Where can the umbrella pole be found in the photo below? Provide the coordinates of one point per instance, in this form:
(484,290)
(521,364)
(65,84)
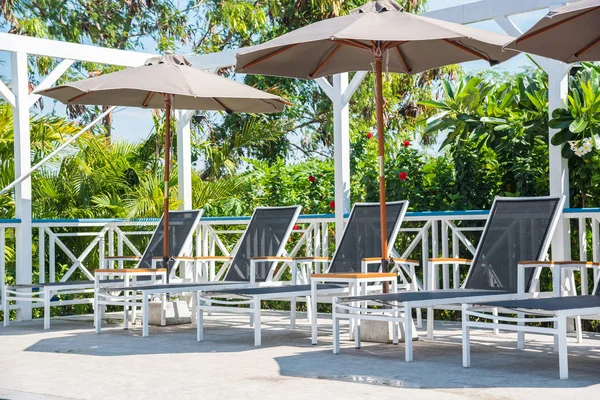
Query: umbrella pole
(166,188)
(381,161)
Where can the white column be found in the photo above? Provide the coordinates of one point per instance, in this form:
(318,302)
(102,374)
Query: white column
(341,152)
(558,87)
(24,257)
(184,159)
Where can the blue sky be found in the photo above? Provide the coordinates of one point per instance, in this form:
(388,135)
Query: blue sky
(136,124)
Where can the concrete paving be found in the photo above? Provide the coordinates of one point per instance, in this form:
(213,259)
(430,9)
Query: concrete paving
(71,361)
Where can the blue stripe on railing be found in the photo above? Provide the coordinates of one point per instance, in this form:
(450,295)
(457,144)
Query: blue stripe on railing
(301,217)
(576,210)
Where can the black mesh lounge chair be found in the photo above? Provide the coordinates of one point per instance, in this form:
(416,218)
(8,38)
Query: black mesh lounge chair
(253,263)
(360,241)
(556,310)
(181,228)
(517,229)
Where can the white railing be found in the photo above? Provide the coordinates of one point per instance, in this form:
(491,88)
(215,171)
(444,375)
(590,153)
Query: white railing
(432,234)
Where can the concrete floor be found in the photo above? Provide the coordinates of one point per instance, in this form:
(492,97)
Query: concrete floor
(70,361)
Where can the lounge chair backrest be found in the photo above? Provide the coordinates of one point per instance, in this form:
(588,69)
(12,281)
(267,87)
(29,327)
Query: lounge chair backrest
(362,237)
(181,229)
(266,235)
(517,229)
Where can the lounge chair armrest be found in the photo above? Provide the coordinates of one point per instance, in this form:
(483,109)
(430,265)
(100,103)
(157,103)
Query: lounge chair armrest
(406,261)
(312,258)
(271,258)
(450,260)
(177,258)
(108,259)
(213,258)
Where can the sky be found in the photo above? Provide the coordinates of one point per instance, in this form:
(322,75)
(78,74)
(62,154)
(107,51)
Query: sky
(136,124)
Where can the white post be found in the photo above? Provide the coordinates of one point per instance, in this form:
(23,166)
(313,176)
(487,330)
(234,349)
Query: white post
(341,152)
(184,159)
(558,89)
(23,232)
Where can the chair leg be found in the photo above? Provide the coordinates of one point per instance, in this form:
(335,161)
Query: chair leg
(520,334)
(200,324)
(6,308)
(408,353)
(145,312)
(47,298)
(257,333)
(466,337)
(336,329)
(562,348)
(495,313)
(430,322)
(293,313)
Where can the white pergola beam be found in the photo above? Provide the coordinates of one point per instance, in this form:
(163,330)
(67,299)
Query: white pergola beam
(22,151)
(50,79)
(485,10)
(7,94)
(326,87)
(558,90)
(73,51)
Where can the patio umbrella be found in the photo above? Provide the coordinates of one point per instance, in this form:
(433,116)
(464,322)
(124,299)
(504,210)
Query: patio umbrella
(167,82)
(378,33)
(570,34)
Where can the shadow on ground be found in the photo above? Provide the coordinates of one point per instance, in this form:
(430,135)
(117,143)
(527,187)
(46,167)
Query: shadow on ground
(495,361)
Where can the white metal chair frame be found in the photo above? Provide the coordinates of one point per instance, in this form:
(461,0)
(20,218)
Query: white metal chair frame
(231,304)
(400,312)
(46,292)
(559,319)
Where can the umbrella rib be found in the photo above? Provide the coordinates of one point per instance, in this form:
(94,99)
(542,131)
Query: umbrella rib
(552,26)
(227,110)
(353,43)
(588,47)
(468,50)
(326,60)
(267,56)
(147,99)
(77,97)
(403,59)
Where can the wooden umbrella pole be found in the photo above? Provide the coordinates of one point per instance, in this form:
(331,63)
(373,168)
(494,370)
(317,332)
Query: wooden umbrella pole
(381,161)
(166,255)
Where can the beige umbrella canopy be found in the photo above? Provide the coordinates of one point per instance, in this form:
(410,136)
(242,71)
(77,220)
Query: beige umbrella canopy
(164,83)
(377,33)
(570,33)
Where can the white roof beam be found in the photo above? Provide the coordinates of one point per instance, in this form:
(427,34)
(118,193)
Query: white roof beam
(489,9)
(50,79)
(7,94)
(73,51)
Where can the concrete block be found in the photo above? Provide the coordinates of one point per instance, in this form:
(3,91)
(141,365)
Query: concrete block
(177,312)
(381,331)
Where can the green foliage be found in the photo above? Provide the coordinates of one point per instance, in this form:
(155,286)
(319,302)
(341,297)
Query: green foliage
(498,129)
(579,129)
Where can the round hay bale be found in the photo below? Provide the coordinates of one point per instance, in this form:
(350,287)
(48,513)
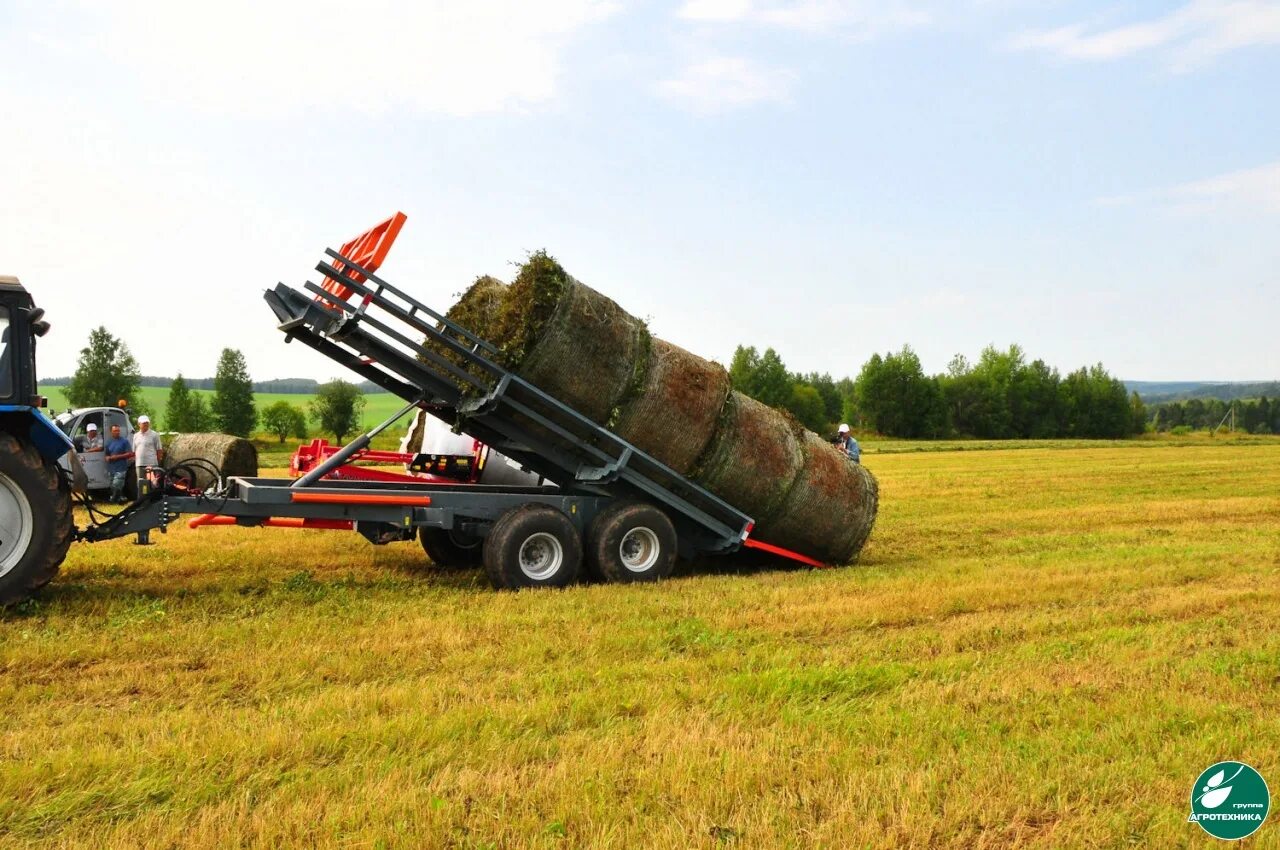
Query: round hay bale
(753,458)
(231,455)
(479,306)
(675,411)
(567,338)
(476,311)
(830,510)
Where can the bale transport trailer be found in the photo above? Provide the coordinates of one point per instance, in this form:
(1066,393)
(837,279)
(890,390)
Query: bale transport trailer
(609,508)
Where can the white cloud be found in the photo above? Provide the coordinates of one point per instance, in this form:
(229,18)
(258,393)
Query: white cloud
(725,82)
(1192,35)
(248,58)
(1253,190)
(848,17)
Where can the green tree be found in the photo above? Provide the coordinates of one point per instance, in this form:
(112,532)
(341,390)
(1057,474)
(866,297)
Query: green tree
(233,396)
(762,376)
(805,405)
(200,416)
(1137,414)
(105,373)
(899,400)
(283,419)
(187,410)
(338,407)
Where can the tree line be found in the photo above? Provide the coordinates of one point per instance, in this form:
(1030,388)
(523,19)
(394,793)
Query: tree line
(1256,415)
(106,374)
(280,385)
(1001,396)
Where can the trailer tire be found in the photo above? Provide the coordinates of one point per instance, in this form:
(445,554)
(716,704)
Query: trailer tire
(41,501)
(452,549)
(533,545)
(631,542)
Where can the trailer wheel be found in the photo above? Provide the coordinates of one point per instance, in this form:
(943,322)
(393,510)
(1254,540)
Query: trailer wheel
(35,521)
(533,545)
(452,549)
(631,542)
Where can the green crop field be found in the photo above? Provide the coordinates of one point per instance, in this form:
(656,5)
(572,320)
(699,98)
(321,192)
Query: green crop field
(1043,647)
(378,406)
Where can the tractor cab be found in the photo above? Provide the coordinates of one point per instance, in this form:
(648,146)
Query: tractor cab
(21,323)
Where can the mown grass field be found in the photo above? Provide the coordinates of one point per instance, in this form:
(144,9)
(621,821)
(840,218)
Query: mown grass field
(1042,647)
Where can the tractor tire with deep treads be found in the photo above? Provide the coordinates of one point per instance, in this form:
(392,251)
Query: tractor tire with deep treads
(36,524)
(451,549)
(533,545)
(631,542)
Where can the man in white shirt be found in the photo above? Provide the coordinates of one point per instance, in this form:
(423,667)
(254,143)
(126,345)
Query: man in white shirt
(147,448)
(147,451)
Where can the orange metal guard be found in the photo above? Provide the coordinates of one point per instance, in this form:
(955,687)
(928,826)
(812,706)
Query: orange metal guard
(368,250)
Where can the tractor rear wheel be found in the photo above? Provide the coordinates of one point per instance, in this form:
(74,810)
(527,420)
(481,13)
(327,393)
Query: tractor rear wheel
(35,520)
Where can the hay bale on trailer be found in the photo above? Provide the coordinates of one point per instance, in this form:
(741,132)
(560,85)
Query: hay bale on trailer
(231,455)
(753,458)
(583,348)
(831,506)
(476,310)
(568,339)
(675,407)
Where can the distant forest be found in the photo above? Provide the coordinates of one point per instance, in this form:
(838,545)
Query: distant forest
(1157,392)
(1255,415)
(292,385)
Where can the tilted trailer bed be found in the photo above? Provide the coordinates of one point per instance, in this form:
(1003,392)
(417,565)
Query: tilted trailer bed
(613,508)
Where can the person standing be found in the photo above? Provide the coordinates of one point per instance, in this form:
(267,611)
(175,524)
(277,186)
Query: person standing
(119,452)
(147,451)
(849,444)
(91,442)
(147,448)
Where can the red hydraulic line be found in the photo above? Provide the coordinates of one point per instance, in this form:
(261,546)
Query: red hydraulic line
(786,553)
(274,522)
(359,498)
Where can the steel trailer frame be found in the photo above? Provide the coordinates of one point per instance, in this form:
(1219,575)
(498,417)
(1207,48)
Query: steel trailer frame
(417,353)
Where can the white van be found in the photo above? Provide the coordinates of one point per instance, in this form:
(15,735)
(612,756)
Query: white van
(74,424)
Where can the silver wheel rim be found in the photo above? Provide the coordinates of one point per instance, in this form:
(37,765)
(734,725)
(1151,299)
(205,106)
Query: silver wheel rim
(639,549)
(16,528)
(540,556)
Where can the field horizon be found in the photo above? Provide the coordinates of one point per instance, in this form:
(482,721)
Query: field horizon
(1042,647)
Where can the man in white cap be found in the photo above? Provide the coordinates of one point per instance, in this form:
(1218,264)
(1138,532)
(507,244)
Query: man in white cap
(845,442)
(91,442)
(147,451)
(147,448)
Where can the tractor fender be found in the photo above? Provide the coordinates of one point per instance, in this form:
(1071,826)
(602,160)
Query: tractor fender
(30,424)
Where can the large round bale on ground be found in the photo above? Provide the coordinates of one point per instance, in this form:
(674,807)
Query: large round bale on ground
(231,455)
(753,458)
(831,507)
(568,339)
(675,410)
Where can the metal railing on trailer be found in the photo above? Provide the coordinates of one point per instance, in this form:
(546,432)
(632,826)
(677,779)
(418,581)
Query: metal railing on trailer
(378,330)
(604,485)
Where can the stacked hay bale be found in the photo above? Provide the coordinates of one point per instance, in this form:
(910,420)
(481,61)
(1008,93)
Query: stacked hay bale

EXERCISE DIRECTIONS: Return precisely the lines of the records, starting with the line that holds "Where can the white van" and ending with the last one.

RESULT BELOW:
Where can the white van be found in the photo above? Provide the coordinates of one point per instance, in this form:
(15,735)
(612,756)
Query: white van
(74,424)
Where can the silver wheel rim be found in the photo above? Provide the coordinates of one point per instance, in this form:
(37,765)
(734,725)
(1151,299)
(205,106)
Query: silver wheel rim
(639,549)
(16,528)
(540,556)
Where can the field horizon be found in the photo above? Provide the coordinates of one point per instance, in this form:
(482,721)
Query: field horizon
(1042,647)
Where can the man in white cap be found in the photo above? Provide the coordinates of one point per instance, in this form:
(1218,264)
(1138,532)
(507,244)
Query: man in white cap
(845,442)
(91,442)
(147,451)
(147,448)
Where can the tractor fender be found in the photo above? Provide the coordinates of one point per instance, in this form:
(1071,826)
(602,160)
Query: tractor fender
(30,424)
Where can the large round bale on ground be found in the photo above? Provide the coordinates of one point per instance, in this form:
(674,807)
Query: large round bale on ground
(231,455)
(753,458)
(831,507)
(568,339)
(675,410)
Where can the metal railing on trailer be found in the photo above? Provide the coordinates of one point per instance, in this form:
(546,432)
(632,826)
(677,779)
(418,581)
Query: metal railing on trailer
(378,330)
(604,485)
Where can the stacked hay bale be found in the photo above? Provide the coordinates of one point per instance, in this form:
(910,420)
(481,61)
(1008,93)
Query: stacked hay bale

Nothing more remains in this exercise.